## DIRECTIONS
1. Decide whether each statement agrees with the essay on dancing below, answering yes or no and quoting the deciding words of the essay: (a) Eddie knew how to lead when dancing. (b) The writer says the dance with God has already been learned. (c) The writer says the falling for Eddie has stopped.
2. Transcribe the part of the essay on dancing below that opens with the words containing "I met Eddie." and closes with "I'm still falling.".
3. In the essay on dancing below, what did the writer and Eddie do on some of their first dates?

## SOURCE DOCUMENT
####################

I met Eddie. Some of first dates we went dancing. Eddie knew how to dance, and he knew how to lead. I knew the steps too, but I was used to harsh treatment, yanks and humiliation. I couldn't follow. Couldn't. It was a process, for me, a process of learning to trust. He knew what he was doing. He wasn't going to hurt me. I wasn't going to be embarrassed. He led me gently, surely. I could rest in that. With him I could dance. And I learned to dance without the hiccups of fear, and the jolts of insecurity. I knew what to expect of him, even in while learning a new move or spin, or flip. I grew accustomed to his touch, and responsive to his lead.

Eddie has always been like this, in dance, and in our relationship. Good to me. And I am a better me. I fell hard for this man; I'm still falling.

So, back to my one word: Do you see it, this parallel in my mind? I learned to dance with my husband, but sometimes I think I have not yet learned to dance with my God. I am not yet accustomed to his touch, responsive to his lead. I anticipate, making a preemptive move to avoid a yank. A yank that would not come. I have not always lived the spiritual sigh, lived safe as I am, in the hands of one who loves me. I have been, at times, bound to fear, and shame.

####################

## PROVIDED DATA
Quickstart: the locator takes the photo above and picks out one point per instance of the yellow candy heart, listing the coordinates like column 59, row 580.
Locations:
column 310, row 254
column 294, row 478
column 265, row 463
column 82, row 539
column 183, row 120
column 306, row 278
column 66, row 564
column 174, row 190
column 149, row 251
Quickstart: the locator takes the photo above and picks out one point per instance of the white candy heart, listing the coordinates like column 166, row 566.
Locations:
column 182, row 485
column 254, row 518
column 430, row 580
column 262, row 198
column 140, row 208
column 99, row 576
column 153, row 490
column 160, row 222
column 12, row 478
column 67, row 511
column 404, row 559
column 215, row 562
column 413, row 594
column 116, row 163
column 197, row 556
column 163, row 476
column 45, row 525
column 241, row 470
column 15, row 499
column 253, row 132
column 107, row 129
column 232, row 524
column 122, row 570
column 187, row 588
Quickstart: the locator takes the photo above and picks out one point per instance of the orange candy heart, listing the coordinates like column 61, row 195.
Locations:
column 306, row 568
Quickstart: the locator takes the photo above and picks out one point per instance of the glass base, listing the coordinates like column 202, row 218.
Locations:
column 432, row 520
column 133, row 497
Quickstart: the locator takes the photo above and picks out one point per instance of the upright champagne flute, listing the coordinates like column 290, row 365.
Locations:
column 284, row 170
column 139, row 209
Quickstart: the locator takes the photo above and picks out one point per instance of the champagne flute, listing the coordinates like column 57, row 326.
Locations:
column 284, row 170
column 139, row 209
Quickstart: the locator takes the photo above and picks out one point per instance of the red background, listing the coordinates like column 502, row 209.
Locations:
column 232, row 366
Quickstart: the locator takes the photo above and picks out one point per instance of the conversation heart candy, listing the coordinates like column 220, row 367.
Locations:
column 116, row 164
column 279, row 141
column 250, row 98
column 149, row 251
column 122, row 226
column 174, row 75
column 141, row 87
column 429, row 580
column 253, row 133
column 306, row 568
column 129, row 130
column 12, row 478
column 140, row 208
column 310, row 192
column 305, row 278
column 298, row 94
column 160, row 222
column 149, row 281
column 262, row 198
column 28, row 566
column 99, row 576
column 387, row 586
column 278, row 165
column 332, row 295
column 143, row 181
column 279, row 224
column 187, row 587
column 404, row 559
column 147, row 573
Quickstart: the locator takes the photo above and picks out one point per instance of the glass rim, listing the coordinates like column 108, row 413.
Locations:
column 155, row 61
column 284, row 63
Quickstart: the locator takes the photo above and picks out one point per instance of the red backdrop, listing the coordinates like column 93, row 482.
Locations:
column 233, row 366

####################

## RESPONSES BY ITEM NUMBER
1.
(a) Yes: "Eddie knew how to dance, and he knew how to lead."
(b) No: "sometimes I think I have not yet learned to dance with my God."
(c) No: "I'm still falling."

2.
I met Eddie. Some of first dates we went dancing. Eddie knew how to dance, and he knew how to lead. I knew the steps too, but I was used to harsh treatment, yanks and humiliation. I couldn't follow. Couldn't. It was a process, for me, a process of learning to trust. He knew what he was doing. He wasn't going to hurt me. I wasn't going to be embarrassed. He led me gently, surely. I could rest in that. With him I could dance. And I learned to dance without the hiccups of fear, and the jolts of insecurity. I knew what to expect of him, even in while learning a new move or spin, or flip. I grew accustomed to his touch, and responsive to his lead.

Eddie has always been like this, in dance, and in our relationship. Good to me. And I am a better me. I fell hard for this man; I'm still falling.

3. They went dancing.